▶ **What is being asked**
Leave the pictures out, and repeat exactly each line from the one that holds "Target: person standing by car" through the final line of the entries below.

(Excerpts from a dataset)
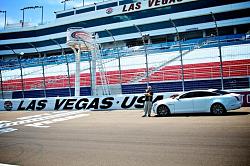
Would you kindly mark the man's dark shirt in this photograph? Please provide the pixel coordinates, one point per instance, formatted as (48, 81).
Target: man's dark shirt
(149, 98)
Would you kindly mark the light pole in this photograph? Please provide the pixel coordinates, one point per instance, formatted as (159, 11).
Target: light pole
(64, 3)
(31, 7)
(180, 50)
(145, 50)
(219, 47)
(119, 58)
(2, 11)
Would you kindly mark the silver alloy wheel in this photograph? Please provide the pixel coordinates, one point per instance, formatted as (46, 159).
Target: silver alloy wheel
(217, 109)
(163, 110)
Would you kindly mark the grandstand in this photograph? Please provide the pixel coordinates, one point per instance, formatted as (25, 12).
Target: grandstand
(137, 48)
(200, 64)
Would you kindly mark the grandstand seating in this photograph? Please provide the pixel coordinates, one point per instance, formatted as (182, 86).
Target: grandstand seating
(237, 68)
(163, 75)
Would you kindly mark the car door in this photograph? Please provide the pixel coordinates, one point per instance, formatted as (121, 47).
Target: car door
(184, 103)
(202, 101)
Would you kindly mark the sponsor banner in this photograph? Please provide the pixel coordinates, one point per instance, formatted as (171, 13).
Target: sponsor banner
(142, 5)
(115, 102)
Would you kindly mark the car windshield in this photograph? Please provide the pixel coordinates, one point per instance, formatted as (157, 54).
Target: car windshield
(222, 92)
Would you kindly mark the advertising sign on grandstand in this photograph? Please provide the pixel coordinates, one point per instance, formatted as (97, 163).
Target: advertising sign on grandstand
(77, 37)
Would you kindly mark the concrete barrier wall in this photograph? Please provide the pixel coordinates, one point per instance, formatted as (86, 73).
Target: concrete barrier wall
(113, 102)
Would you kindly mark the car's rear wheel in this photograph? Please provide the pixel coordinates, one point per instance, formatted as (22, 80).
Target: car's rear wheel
(163, 110)
(217, 109)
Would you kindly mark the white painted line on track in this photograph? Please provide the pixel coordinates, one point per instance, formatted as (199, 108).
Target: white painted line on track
(7, 165)
(41, 120)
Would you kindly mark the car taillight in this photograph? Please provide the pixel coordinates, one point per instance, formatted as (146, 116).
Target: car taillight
(237, 97)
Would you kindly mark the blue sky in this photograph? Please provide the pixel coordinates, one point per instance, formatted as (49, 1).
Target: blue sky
(14, 14)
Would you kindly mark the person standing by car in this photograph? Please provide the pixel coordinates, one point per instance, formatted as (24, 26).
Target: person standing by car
(148, 102)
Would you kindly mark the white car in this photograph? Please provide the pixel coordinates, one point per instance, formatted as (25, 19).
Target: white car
(216, 102)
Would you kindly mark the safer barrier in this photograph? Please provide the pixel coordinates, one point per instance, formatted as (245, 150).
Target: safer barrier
(113, 102)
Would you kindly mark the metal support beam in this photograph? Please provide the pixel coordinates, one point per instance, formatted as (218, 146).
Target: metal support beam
(21, 68)
(219, 47)
(180, 50)
(67, 63)
(44, 81)
(146, 52)
(1, 80)
(119, 58)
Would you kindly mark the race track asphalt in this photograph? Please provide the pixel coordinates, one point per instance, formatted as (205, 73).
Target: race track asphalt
(124, 138)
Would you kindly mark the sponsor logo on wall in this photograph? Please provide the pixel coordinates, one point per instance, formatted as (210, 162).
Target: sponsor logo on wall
(8, 105)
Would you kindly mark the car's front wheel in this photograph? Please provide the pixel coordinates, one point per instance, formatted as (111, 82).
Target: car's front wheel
(163, 110)
(217, 109)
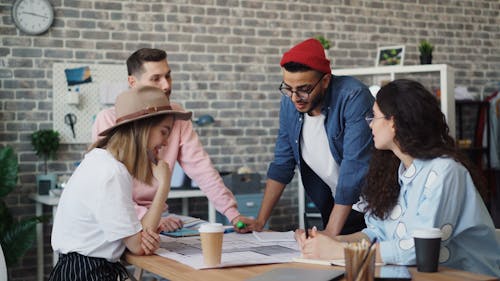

▶ **Response to the exercise**
Target: person standing by car
(148, 102)
Would you kindly mark the white car in this photograph? Please provide the pixel coordinates, one point per instance, formatted as (25, 19).
Target: white car
(216, 102)
Would you kindly mark the safer barrier in this photograph? Please provide the pixel coordinates, one point per instance, formatted as (245, 150).
Target: safer barrier
(113, 102)
Would you kindly mark the metal support beam in this photograph? Please provide the pixel coordinates, one point per instance, formatted as (218, 146).
Target: metal support beam
(21, 68)
(219, 47)
(180, 50)
(67, 63)
(44, 81)
(146, 52)
(1, 80)
(119, 58)
Would you kindly mark the race track asphalt in this photograph? Please provide the pixel coordinates, one point per instance, formatted as (205, 73).
Target: race track asphalt
(124, 138)
Would you kindly mark the sponsor logo on wall in this photograph? Please provide the pixel coordinates, one point per instance, formatted as (210, 162).
Target: sponsor logo on wall
(8, 105)
Would you kindly mark the car's front wheel in this photograph? Please provide the pixel coordinates, one point per instance, formatted as (111, 82).
Target: car's front wheel
(163, 110)
(217, 109)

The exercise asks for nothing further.